Exercise brief >> Each of the entries should be retyped precisely as it appears.

(Labeled contour entries)
+--
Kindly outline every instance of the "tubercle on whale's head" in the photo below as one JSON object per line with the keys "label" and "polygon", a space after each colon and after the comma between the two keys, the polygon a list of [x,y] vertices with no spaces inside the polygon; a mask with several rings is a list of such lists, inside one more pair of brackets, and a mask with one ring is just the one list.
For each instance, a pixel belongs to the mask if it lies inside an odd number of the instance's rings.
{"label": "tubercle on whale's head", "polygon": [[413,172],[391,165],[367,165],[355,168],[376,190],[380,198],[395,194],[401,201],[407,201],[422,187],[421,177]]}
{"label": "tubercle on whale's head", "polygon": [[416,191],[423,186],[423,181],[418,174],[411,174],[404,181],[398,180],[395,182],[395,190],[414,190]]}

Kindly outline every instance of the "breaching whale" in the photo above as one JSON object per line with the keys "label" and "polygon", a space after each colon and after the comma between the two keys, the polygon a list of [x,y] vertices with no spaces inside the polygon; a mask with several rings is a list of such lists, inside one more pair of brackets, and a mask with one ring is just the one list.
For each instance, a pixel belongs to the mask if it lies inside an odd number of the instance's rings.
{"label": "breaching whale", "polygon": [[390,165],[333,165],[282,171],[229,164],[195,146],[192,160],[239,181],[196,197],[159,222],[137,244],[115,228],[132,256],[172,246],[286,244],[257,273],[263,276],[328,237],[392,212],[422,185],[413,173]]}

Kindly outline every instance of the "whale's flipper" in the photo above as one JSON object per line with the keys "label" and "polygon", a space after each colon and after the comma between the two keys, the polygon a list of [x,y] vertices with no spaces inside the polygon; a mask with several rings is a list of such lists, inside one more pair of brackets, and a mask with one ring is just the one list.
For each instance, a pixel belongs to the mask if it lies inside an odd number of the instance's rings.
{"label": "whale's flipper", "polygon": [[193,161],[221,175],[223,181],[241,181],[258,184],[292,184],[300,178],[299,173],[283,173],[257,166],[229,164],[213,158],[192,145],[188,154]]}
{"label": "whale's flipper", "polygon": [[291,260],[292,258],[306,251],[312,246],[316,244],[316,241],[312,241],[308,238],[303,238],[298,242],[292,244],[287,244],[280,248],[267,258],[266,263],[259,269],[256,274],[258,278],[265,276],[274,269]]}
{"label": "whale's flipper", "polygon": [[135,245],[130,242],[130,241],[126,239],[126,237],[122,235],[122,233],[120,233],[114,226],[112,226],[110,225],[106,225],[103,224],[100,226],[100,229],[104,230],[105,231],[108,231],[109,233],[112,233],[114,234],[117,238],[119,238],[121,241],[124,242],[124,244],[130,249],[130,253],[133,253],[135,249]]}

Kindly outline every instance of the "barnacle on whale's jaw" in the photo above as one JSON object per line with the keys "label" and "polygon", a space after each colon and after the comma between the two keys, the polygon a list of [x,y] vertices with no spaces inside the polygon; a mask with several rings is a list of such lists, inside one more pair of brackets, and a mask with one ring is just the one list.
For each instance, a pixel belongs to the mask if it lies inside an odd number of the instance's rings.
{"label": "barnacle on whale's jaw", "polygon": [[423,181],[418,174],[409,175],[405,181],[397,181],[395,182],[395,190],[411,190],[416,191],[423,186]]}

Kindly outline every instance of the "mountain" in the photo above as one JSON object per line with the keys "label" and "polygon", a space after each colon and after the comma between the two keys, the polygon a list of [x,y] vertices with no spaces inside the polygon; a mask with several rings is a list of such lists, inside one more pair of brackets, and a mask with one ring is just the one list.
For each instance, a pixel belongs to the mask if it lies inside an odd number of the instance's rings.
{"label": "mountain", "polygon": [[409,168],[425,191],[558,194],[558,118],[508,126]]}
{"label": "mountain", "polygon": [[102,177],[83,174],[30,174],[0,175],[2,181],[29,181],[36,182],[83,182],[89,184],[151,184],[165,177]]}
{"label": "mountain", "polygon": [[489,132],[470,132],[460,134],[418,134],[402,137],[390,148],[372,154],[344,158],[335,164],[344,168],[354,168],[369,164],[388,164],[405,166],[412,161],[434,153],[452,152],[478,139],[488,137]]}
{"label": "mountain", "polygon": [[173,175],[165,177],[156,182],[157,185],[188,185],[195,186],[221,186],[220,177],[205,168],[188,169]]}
+--
Reply to the exercise >>
Kindly outline every instance of the "tubercle on whale's head" in the photo below as one JSON object per line with the keys "label" and "polygon", a space after each colon and after the comma between the two keys, the polygon a list of [x,y] vertices with no spaces inside the polygon; a mask with several rings is a list of such lists, inside one more pair of brackets, and a mask with one ring is just the one list.
For each instance, a pixel belongs to the mask if it lies inside an odd number of the instance's rings.
{"label": "tubercle on whale's head", "polygon": [[413,172],[391,165],[367,165],[355,168],[376,190],[380,198],[395,194],[401,201],[407,201],[422,187],[421,177]]}
{"label": "tubercle on whale's head", "polygon": [[416,191],[423,186],[423,181],[418,174],[411,174],[404,181],[398,180],[395,182],[395,190],[414,190]]}

Kindly outline every instance of the "breaching whale" in the photo above as one JSON object per line with the keys "label" and "polygon", a space after each colon and after the comma between the two keys, the polygon a list of [x,y] vertices with no spaces inside the polygon; a mask with several rings is a list of such lists, inside one more pair of brackets, and a mask with one ring is just the one list.
For each instance, a pixel belongs to the mask if it lies inside an odd number of the instance's rings.
{"label": "breaching whale", "polygon": [[390,165],[333,165],[282,171],[229,164],[195,146],[192,160],[239,181],[196,197],[159,222],[137,244],[115,228],[132,256],[172,246],[286,244],[257,273],[263,276],[328,237],[392,212],[422,185],[413,173]]}

Kindly outline every instance of the "whale's flipper" in the photo above as one JSON object per line with the keys "label" and "polygon", a space after each colon and after the comma between the two keys, the polygon a list of [x,y] vertices with no spaces inside the polygon; a mask with several rings is a list of such lists, inside one more pair of brackets, and a mask with one ring is just the one list.
For each instance, a pixel belongs to the mask if it lies inside an odd number of the instance's rings.
{"label": "whale's flipper", "polygon": [[193,161],[221,175],[223,181],[241,181],[258,184],[292,184],[300,178],[299,173],[283,173],[257,166],[229,164],[213,158],[192,145],[188,154]]}
{"label": "whale's flipper", "polygon": [[291,260],[292,258],[306,251],[312,246],[316,244],[316,241],[312,241],[308,238],[303,238],[298,242],[292,244],[287,244],[280,248],[267,258],[266,263],[259,269],[256,274],[258,278],[265,276],[274,269]]}
{"label": "whale's flipper", "polygon": [[135,245],[130,242],[130,241],[126,239],[126,237],[122,235],[122,233],[120,233],[114,226],[112,226],[110,225],[106,225],[103,224],[100,226],[100,229],[104,230],[105,231],[108,231],[109,233],[112,233],[114,234],[117,238],[119,238],[121,241],[124,242],[124,244],[130,249],[130,253],[133,253],[135,249]]}

Kindly outline every instance of the "barnacle on whale's jaw" in the photo above as one JSON object per line with the keys "label" and "polygon", a space after each colon and after the comma between the two keys, the polygon a list of [x,y] vertices with no spaces inside the polygon; a mask with several rings is a list of such lists, inside one more pair of brackets, and a mask with one ring is just the one list.
For each instance, a pixel belongs to the mask if it lies inside an odd number of the instance's rings.
{"label": "barnacle on whale's jaw", "polygon": [[423,181],[418,174],[409,175],[405,181],[397,181],[395,182],[395,190],[411,190],[416,191],[423,186]]}

Kindly outline every instance of the "mountain" in the photo above as one JSON object per line with the keys "label" and "polygon", a space after each colon and after the comma between the two keys, the polygon a list of [x,y] vertices with no spaces inside the polygon; a mask with several rings is a list of such lists, inside one more pair of brackets, and a mask with one ring is just the one list.
For each instance, a pixel belongs to the mask if it lies inside an odd number of the instance's rings.
{"label": "mountain", "polygon": [[409,168],[425,191],[558,194],[558,118],[508,126]]}
{"label": "mountain", "polygon": [[102,177],[83,174],[30,174],[0,175],[2,181],[29,181],[36,182],[83,182],[89,184],[151,184],[165,177]]}
{"label": "mountain", "polygon": [[489,132],[470,132],[460,134],[418,134],[402,137],[390,148],[372,154],[344,158],[335,164],[344,168],[354,168],[369,164],[388,164],[405,166],[412,161],[434,153],[452,152],[478,139],[488,137]]}
{"label": "mountain", "polygon": [[173,175],[165,177],[156,182],[157,185],[188,185],[195,186],[221,186],[220,177],[205,168],[188,169]]}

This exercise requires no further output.